• TEXT FOR ANALYSIS
China has urged the World Bank to allow its poorest borrowers to suspend debt payments while they deal with the coronavirus pandemic, saying the world’s biggest multilateral development bank should “lead by example.”
Chinese Finance Minister Liu Kun said in a statement to the World Bank’s Development Committee that all parties should take part in joint actions agreed by Group of 20 countries to address debt vulnerabilities amid the pandemic, including commercial, multilateral and official bilateral creditors.
Liu said debt service suspension by the World Bank Group’s International Development Association arm would be “net present value-neutral” – meaning it would not affect the group’s cash flow – and would not hurt its credit rating.
If the World Bank Group “fails to participate in collective actions for suspending debt service payments, its role as a global leader in multilateral development will be seriously weakened and the effectiveness of the initiative will be undermined,” Liu said.
On Wednesday, the G20 economies agreed to suspend bilateral official debt service payments for the world’s poorest countries through the end of the year, a move quickly matched by a group of hundreds of private creditors. It was expected to free up more than $20bn for the countries to spend on fighting the coronavirus outbreak.
“As a responsible bilateral creditor, China will actively engage in bilateral consultations with borrowing countries to put into effect the arrangements for the suspension of debt-service payments reached by the G20 through consensus,” Liu said.
World Bank President David Malpass, who pushed for the G20 debt initiative, told a meeting of G20 finance officials that debt forbearance by multilateral development banks (MDBs) would require them to maintain creditworthiness.

• Saved data entries
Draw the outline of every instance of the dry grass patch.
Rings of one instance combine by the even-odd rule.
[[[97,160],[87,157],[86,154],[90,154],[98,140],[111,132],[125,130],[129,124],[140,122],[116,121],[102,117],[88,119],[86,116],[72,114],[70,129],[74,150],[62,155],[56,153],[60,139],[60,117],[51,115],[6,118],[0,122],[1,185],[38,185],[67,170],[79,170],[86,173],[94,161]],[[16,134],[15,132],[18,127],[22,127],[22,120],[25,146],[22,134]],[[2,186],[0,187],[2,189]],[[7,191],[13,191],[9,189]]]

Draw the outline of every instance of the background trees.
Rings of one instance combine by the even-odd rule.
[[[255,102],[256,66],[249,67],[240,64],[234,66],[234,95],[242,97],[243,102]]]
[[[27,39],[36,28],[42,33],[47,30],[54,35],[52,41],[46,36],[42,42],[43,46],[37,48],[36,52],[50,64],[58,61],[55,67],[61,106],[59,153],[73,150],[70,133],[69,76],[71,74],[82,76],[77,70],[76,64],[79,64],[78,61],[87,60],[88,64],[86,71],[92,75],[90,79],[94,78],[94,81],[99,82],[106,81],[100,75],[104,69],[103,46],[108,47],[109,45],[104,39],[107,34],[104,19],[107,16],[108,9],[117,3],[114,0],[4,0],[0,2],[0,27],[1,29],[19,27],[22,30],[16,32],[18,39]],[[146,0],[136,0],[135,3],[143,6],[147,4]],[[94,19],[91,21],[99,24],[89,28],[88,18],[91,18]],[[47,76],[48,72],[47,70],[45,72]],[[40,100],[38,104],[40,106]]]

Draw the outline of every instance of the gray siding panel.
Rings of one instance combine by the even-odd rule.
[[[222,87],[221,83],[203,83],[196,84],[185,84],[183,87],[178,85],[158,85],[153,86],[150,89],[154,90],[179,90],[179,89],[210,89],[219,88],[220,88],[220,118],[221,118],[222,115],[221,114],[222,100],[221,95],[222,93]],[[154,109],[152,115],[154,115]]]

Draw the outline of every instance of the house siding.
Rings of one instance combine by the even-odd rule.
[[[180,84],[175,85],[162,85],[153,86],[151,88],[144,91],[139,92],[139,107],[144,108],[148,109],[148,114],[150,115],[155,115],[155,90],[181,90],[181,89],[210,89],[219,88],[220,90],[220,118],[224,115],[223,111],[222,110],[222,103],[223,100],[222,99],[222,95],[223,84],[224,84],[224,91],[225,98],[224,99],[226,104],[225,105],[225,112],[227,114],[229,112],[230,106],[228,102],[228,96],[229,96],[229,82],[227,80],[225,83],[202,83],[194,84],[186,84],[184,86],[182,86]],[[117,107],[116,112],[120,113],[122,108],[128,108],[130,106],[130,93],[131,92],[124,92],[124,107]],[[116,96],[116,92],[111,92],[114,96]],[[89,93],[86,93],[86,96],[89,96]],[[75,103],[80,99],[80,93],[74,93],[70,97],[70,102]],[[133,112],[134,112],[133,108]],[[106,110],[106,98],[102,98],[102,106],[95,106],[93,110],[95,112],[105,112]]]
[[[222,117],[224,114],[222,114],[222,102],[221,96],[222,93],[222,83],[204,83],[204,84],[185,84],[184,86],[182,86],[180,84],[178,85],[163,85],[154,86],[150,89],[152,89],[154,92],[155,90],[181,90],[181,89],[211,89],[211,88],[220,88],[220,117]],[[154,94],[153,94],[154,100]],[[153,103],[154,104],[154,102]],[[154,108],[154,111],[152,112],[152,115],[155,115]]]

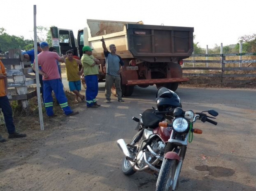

• WHAT YOU ARE ASKED TO DO
Output the full article on China's call for World Bank debt relief, word for word. The records have nothing to do with this.

• OUTPUT OF THE EXERCISE
China has urged the World Bank to allow its poorest borrowers to suspend debt payments while they deal with the coronavirus pandemic, saying the world’s biggest multilateral development bank should “lead by example.”
Chinese Finance Minister Liu Kun said in a statement to the World Bank’s Development Committee that all parties should take part in joint actions agreed by Group of 20 countries to address debt vulnerabilities amid the pandemic, including commercial, multilateral and official bilateral creditors.
Liu said debt service suspension by the World Bank Group’s International Development Association arm would be “net present value-neutral” – meaning it would not affect the group’s cash flow – and would not hurt its credit rating.
If the World Bank Group “fails to participate in collective actions for suspending debt service payments, its role as a global leader in multilateral development will be seriously weakened and the effectiveness of the initiative will be undermined,” Liu said.
On Wednesday, the G20 economies agreed to suspend bilateral official debt service payments for the world’s poorest countries through the end of the year, a move quickly matched by a group of hundreds of private creditors. It was expected to free up more than $20bn for the countries to spend on fighting the coronavirus outbreak.
“As a responsible bilateral creditor, China will actively engage in bilateral consultations with borrowing countries to put into effect the arrangements for the suspension of debt-service payments reached by the G20 through consensus,” Liu said.
World Bank President David Malpass, who pushed for the G20 debt initiative, told a meeting of G20 finance officials that debt forbearance by multilateral development banks (MDBs) would require them to maintain creditworthiness.